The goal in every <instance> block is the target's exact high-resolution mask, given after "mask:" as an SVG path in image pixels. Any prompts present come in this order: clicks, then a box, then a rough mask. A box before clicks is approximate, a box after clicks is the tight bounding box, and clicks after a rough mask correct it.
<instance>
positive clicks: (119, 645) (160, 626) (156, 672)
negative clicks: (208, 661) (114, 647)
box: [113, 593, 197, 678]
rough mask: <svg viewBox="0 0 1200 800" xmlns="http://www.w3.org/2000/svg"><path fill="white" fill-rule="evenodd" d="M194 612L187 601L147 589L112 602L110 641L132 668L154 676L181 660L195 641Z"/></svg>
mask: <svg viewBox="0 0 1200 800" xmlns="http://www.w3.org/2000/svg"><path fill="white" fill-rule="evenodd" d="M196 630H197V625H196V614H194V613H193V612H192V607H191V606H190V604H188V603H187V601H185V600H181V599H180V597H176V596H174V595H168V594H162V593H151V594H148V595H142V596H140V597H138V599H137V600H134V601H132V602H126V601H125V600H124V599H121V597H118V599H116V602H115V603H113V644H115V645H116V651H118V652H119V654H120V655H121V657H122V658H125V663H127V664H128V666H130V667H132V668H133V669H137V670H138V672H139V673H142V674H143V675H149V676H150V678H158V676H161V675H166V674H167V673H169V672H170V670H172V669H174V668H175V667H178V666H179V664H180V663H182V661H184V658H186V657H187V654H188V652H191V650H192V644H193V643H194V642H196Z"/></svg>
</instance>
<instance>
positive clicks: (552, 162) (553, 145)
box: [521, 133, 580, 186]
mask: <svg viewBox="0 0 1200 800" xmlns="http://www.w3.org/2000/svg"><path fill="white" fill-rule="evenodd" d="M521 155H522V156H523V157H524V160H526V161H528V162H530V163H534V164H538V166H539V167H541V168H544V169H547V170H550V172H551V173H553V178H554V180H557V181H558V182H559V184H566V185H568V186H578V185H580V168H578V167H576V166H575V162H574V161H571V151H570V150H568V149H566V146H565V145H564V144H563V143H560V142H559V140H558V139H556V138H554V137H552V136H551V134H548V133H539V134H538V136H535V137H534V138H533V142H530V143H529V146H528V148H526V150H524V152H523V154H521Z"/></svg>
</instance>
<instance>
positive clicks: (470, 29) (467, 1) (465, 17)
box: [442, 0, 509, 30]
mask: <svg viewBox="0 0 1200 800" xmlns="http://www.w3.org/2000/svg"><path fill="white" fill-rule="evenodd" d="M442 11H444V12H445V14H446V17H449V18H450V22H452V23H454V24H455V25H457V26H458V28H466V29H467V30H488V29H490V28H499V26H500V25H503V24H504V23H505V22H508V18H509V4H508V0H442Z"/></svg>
● ● ● ● ● ● ●
• WHAT YOU ARE ASKED TO DO: Only the lines above, from the first through the one holding "box: [113, 593, 197, 678]", are to be output, and they must be copied exactly.

• ANSWER FOR THE TASK:
The goal in every <instance> block is the target's exact high-resolution mask, given after "mask:" as an SVG path in image pixels. Any prompts present come in this order: clicks, then a box, then a rough mask. A box before clicks is approximate, a box after clicks is the tight bounding box, and clicks after a rough mask correct it.
<instance>
positive clicks: (119, 645) (160, 626) (156, 672)
negative clicks: (208, 661) (114, 647)
box: [113, 593, 197, 678]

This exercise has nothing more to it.